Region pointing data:
# # # # # # #

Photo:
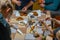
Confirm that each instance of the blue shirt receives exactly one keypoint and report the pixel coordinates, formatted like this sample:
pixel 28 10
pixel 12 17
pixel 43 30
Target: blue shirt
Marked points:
pixel 3 21
pixel 23 3
pixel 53 5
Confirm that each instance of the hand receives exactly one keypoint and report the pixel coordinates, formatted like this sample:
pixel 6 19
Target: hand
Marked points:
pixel 42 5
pixel 24 9
pixel 18 3
pixel 41 1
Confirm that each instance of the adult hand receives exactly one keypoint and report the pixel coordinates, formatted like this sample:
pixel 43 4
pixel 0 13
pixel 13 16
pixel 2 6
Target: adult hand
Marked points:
pixel 42 5
pixel 24 9
pixel 18 3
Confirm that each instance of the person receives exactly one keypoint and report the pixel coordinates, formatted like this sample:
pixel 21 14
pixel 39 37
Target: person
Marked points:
pixel 51 5
pixel 23 4
pixel 5 13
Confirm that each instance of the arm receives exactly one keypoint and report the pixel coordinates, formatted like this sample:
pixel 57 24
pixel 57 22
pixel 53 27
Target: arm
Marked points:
pixel 16 2
pixel 57 21
pixel 52 6
pixel 48 1
pixel 30 4
pixel 24 9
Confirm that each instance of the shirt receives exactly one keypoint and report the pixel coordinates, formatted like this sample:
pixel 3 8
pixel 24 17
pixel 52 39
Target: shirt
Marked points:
pixel 52 5
pixel 23 3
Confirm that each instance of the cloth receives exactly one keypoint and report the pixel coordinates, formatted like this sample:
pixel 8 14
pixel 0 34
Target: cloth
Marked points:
pixel 23 3
pixel 4 29
pixel 52 5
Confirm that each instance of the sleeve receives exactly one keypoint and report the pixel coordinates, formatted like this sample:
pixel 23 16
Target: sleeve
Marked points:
pixel 33 0
pixel 48 1
pixel 3 21
pixel 53 6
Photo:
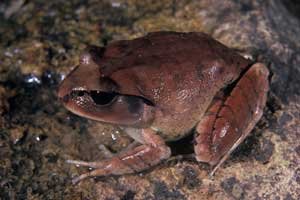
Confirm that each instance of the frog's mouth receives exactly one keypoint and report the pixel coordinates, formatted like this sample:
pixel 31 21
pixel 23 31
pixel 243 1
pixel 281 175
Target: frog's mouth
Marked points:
pixel 111 107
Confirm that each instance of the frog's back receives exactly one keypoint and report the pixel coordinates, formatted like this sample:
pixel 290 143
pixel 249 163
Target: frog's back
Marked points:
pixel 179 72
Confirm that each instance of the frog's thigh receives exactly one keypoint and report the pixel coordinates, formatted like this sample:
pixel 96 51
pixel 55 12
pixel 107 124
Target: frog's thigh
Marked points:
pixel 132 160
pixel 229 120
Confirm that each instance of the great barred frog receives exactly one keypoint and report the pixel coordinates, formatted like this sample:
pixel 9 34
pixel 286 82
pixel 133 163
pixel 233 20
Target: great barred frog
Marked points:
pixel 161 87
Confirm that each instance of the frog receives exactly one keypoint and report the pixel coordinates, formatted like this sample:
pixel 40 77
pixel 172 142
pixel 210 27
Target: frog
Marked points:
pixel 162 87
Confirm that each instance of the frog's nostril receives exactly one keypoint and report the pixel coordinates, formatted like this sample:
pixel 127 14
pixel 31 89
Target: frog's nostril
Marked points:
pixel 65 99
pixel 102 98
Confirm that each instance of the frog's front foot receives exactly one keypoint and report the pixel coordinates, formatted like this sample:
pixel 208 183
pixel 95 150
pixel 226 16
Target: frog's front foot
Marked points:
pixel 130 161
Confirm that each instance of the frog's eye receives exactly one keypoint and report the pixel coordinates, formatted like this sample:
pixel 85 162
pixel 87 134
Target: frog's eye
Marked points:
pixel 102 98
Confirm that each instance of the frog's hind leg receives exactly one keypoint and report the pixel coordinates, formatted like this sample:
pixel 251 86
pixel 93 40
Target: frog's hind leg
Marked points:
pixel 229 120
pixel 134 160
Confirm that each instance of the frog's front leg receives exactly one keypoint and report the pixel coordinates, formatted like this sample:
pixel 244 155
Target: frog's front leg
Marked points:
pixel 229 120
pixel 137 159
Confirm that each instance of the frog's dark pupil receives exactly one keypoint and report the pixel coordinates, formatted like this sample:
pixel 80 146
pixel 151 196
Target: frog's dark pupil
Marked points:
pixel 80 93
pixel 102 98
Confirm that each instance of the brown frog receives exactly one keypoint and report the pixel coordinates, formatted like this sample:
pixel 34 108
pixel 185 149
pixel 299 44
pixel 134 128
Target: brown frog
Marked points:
pixel 161 87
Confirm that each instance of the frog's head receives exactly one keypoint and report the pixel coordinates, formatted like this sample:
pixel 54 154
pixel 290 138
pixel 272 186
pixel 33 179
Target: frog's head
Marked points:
pixel 86 92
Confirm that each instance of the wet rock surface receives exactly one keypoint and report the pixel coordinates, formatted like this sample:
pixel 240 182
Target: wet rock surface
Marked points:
pixel 41 42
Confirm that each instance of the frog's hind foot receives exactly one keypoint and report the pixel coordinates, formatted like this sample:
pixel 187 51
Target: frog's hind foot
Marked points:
pixel 229 120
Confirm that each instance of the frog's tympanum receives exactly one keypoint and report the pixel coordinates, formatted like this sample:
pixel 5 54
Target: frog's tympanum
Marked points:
pixel 162 87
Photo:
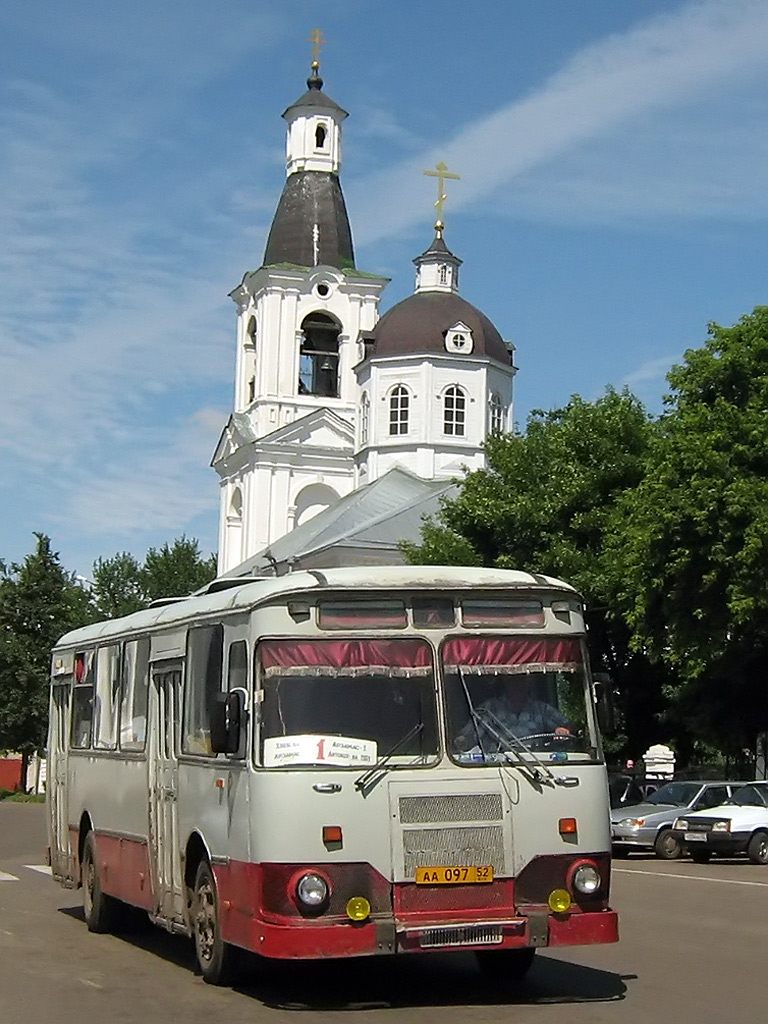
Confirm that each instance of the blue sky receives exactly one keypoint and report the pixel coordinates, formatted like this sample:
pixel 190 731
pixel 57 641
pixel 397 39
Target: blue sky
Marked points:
pixel 613 200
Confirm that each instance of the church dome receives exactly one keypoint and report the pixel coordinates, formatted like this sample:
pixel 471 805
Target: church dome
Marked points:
pixel 418 327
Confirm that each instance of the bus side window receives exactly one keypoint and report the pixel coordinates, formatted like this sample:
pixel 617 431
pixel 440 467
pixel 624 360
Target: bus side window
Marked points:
pixel 135 693
pixel 237 678
pixel 82 700
pixel 108 696
pixel 205 647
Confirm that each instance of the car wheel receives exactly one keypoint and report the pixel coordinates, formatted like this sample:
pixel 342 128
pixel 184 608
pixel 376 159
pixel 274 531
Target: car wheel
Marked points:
pixel 101 912
pixel 503 966
pixel 667 845
pixel 700 856
pixel 757 850
pixel 216 958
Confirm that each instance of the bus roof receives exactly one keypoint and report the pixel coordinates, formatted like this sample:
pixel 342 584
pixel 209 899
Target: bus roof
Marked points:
pixel 252 592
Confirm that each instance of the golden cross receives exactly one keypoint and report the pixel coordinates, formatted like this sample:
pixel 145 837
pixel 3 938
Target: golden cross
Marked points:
pixel 441 173
pixel 317 41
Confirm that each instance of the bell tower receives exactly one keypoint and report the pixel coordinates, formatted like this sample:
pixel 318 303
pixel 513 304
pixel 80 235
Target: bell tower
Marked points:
pixel 288 449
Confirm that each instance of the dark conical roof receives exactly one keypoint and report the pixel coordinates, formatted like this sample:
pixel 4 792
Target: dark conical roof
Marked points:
pixel 418 325
pixel 310 225
pixel 314 96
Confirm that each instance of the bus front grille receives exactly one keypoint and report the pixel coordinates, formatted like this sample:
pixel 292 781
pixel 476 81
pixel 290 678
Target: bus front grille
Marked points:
pixel 453 847
pixel 451 807
pixel 461 935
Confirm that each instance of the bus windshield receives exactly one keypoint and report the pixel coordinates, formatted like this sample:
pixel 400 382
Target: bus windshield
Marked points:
pixel 346 702
pixel 507 696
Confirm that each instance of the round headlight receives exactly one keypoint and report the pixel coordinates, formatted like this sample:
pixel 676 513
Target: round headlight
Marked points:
pixel 586 880
pixel 311 890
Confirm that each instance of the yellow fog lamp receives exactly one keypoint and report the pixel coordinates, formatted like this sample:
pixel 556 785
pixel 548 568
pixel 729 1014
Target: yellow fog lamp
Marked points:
pixel 559 900
pixel 357 908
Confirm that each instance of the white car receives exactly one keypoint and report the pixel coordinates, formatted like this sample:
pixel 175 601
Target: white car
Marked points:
pixel 739 825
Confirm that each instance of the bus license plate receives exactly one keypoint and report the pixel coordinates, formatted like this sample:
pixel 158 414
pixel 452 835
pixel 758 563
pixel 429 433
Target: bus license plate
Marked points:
pixel 454 876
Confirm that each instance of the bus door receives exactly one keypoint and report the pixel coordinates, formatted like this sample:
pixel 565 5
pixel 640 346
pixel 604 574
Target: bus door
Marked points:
pixel 164 834
pixel 62 863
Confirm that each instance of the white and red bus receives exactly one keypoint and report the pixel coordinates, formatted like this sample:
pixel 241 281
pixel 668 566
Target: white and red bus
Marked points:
pixel 321 765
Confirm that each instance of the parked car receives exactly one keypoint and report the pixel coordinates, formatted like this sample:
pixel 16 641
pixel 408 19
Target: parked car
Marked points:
pixel 739 825
pixel 624 790
pixel 647 825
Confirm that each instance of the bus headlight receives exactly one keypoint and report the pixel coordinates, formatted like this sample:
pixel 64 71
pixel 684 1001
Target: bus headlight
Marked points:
pixel 586 879
pixel 312 891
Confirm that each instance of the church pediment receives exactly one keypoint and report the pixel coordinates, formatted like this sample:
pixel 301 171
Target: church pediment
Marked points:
pixel 321 428
pixel 237 433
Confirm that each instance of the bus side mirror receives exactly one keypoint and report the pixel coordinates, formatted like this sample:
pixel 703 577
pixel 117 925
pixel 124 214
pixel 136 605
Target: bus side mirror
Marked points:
pixel 227 721
pixel 606 716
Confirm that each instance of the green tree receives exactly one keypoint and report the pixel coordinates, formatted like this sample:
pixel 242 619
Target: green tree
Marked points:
pixel 546 503
pixel 175 569
pixel 39 601
pixel 694 545
pixel 117 586
pixel 123 585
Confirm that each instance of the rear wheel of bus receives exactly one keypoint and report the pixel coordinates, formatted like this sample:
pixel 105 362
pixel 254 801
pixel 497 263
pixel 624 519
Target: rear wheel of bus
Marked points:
pixel 216 958
pixel 101 912
pixel 503 966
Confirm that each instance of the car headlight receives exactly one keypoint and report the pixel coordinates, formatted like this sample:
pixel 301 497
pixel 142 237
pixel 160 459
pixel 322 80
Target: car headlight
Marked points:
pixel 586 880
pixel 312 891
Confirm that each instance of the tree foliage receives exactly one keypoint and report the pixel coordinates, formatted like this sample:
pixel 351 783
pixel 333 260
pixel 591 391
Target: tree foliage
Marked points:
pixel 546 503
pixel 122 585
pixel 693 548
pixel 39 601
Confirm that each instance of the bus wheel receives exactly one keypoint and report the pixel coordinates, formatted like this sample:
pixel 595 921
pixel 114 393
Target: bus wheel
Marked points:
pixel 505 965
pixel 215 957
pixel 101 912
pixel 757 850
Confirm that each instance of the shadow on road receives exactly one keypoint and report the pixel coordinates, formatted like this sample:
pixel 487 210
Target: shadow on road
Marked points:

# # # # # # #

* _REQUIRED WORK_
From the records above, extract exactly and only the lines that begin at the line with "Target: frog's dark pupil" and stop after the line with "Target: frog's hind foot".

* _SOLUTION FOR THIS TASK_
Target: frog's dark pupil
Marked points:
pixel 80 93
pixel 102 98
Confirm that each instance of the brown frog receives exactly one keypoint and report the pixel coordinates, formatted like this sample:
pixel 34 108
pixel 185 149
pixel 299 44
pixel 134 128
Target: brown frog
Marked points:
pixel 161 87
Confirm that each instance of the frog's head receives exactly one keypoint and report the pixel coordinates, formatted like this sample:
pixel 54 154
pixel 290 138
pixel 272 186
pixel 33 179
Target: frog's head
Marked points:
pixel 86 92
Confirm that each instance of the wet rock surface receives exactly one keypoint and report the pixel coordinates, formatted like this sample:
pixel 240 182
Target: wet rock surface
Marked points:
pixel 41 42
Confirm that each instance of the frog's hind foot receives exactly one keypoint and report the pixel coordinates, formatted like this sample:
pixel 187 51
Target: frog's hind foot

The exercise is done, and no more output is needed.